◆ **SOURCE PASSAGE**:
########################################
I read an article on 37signals.com that posited the end of the IT department. The main thrust was the with cloud-based services like GMail and Google Docs, “servers” were no longer necessary. They implied that most people, and the technology they use, are more than capable of dealing with everyday problems. While I do agree that some IT departments are run on the archaic principle that The Keepers Of The Technology are the Overlords, and you should be grateful for whatever they deign to allow you to do, fewer and fewer are going that way. They aren’t the exception, yet, but it is slowly getting better. Here are the problems I see with trying to let everyone do their own thing, and assume that everyone in the company can just take care of things themselves.
The first, and biggest, is security. It is hard enough to get technologists, like developers, to keep their local security on their own machines up to date, or even running. Lots (and I am guilty of this) will occasionally turn off the virus scanner to be able to get every ounce of performance from the machine “for just one test”, and then forget to turn it back on. A few minutes of surfing the wrong sites, and now their machine (and the ten machines around them) have at least one virus or bot installed, and your company’s security is compromised. I don’t expect a non-technical person to have to understand and perform the daily, weekly and monthly chores necessary to make sure their virus scanners, link scanners, e-mail scanners and firewalls are up-to-date. Again, it can be hard enough to get people who do know better to keep up with the work, it is even harder when the person in question is supposed to be doing something else, namely their actual job. Add on top of all this the need to make sure your users don’t open up holes in what is (hopefully) a carefully crafted and maintained network environment. “But it’s just a wireless basestation” is sometimes the explanation for an unsecure access point into your network, exposing your data (and potentially the company’s reason for being) to any and all who want to take a copy, and possibly delete it when they are done.
The second is stability of the entire ecosystem. A properly-run IT department gives their users enough leeway so that they can do their job and have some flexibility, but puts enough boundaries around the infrastructure to keep a single person from screwing it up for everyone. And these rules are in place to ensure that the corporation’s data is properly backed up (including off-site), and that the backups work. They are there to help with the “crap, I deleted the wrong file, can you get it from the backup for me?” requests. They make sure that one person or service doesn’t go and take up all the available bandwidth on the network, making it impossible for anyone else to get things done. They are there to make sure that a newly added device won’t take out the infrastructure that the entire company runs on. They also work immediately on problems that takes out resources the company needs, like networks. Companies have already seen the risks in allowing 3rd parties to host critical infrastructure: when RIM has a server problem, Blackberries don’t work (and for some companies, than can be thousands or millions of dollars in lost business). While Google’s services are important, Google isn’t going to care that you can longer provide customer support, or your corporation is basically dead in the water, when their GMail server has a hiccup or Google Docs is unavailable. Holding them responsible for a service you didn’t pay for gets to be very, very difficult.
########################################
◆ **STUDY MATERIAL**:
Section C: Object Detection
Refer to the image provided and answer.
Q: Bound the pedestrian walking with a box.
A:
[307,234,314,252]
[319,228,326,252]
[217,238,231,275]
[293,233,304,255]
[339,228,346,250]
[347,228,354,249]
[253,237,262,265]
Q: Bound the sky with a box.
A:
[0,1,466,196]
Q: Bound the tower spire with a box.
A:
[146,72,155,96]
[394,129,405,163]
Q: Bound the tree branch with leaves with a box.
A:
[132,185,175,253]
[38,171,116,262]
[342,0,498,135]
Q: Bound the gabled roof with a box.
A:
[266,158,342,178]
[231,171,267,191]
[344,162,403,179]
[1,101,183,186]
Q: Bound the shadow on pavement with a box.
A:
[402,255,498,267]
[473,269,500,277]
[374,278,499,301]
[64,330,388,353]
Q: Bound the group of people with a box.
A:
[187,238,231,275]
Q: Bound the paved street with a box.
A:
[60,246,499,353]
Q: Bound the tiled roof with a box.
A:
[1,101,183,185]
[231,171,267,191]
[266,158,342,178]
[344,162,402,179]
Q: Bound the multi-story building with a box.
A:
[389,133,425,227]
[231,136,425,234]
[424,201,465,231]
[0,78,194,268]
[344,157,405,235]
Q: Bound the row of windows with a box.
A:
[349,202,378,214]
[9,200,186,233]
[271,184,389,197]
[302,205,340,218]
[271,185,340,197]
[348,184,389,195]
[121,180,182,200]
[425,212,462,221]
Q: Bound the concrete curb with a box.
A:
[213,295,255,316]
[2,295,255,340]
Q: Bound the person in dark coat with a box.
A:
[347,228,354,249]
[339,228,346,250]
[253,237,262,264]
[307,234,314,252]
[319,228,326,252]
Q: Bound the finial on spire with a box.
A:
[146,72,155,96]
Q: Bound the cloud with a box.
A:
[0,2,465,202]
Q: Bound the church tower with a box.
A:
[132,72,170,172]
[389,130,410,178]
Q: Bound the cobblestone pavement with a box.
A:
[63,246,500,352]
########################################
◆ **YOUR OBJECTIVE**: Write the next part of the post on whether companies still need an IT department, picking up after its last sentence. The items were taken from a different source than the post about IT departments.

◆ **REPLY TO THE EXERCISE**:
The third is around the regulatory and legal environment. In the United States, under the laws for evidence and discovery, every corporation is required to keep a copy of their electronic records in a safe and secure location, going back several years, to be produced when required for any legal action or criminal investigation (and almost no one knows this, sadly). For Wall Street firms, the data has to be kept on write-once technology in a secure off-site location for at least 7 years (to comply with the SEC and New York state law) and the recommendation is to keep 8 years to allow for discovery. In some cases, that location has to be within the boundaries of the United States. Do you expect the receptionist, the folks in accounting or some one providing customer support to know this, and take the time necessary to make sure it occurs for their data? They have other things they are supposed to be doing, again their jobs.
Yes, there are draconian IT departments out there. They have to hoard what power they get, because in some environments, they will lose it if they don’t (or they believe they will, which is just as bad). But they are there for a reason, and it isn’t capricious. Just like there are locks on the doors, and larger companies have specific personal identification requirements (like badges), these people have a mandate to protect and maintain a valuable and limited resource: the network, servers and computers necessary to keep the company running. Sure, some small companies can easily be run without centralized IT. But there are some (primarily those in some kind of regulated environment) that cannot do that. There are others that, because of legal responsibilities to shareholders, simply cannot trust that everyone will just “do the right thing”. And to expect a non-technical person to truly understand the implications of using a product or service, and it’s impact to the stability and security of the corporate infrastructure, is simply irresponsible, bordering on reckless.